Task to carry out: Your task is to return the line containing "Intersection-audit request. Target: red jersey" plus every line after it, exactly and with nothing added.

Records from a point labeling set:
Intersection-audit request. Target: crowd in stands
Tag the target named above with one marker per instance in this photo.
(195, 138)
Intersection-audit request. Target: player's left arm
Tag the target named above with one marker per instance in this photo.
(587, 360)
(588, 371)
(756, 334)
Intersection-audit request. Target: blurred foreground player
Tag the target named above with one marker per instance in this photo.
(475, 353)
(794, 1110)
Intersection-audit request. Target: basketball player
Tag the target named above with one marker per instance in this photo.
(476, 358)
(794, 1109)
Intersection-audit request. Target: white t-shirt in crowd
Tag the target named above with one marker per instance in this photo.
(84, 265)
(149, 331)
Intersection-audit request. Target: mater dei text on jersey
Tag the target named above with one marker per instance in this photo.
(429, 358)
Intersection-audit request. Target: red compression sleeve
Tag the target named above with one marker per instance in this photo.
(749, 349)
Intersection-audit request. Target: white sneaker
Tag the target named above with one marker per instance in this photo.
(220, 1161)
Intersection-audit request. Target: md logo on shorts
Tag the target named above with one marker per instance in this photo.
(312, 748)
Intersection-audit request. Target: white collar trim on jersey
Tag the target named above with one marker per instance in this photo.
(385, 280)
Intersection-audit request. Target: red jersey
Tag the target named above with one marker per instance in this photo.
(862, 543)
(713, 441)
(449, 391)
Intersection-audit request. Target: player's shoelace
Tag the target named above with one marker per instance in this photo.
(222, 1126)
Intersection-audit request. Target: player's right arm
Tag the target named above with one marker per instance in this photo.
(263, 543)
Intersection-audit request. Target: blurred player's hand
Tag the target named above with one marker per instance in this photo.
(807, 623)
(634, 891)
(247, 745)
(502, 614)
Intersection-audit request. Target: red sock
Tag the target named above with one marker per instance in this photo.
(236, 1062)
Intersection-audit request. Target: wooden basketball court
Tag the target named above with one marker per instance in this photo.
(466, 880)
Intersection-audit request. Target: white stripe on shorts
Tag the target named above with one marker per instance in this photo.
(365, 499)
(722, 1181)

Expected output:
Intersection-audit request. Target: red jersey
Tag the target named above with one marker per instance in this photo.
(862, 543)
(713, 441)
(449, 391)
Intersection-audit request. Target: player's shoelace
Tag the target named above with one marker per instance in this photo.
(222, 1126)
Intersection-audit request. Target: player's right arm
Tag the target named above with one marker per instance in this photo.
(263, 543)
Intersection-audit request. Target: blurred player's hand
Tag the target named above with one marker per instance in this photo.
(807, 623)
(634, 891)
(247, 745)
(502, 614)
Intersection-audit request. Target: red sock
Tag the target named above with one marker per instance in this photo.
(236, 1062)
Intersection-audit request. Target: wooden basketball court
Tag the target named above with one marker per instance in this photo.
(466, 880)
Intersection-audit request. Target: white stripe on shorts
Tag the target named above with one marker per instance in this photo.
(365, 499)
(722, 1181)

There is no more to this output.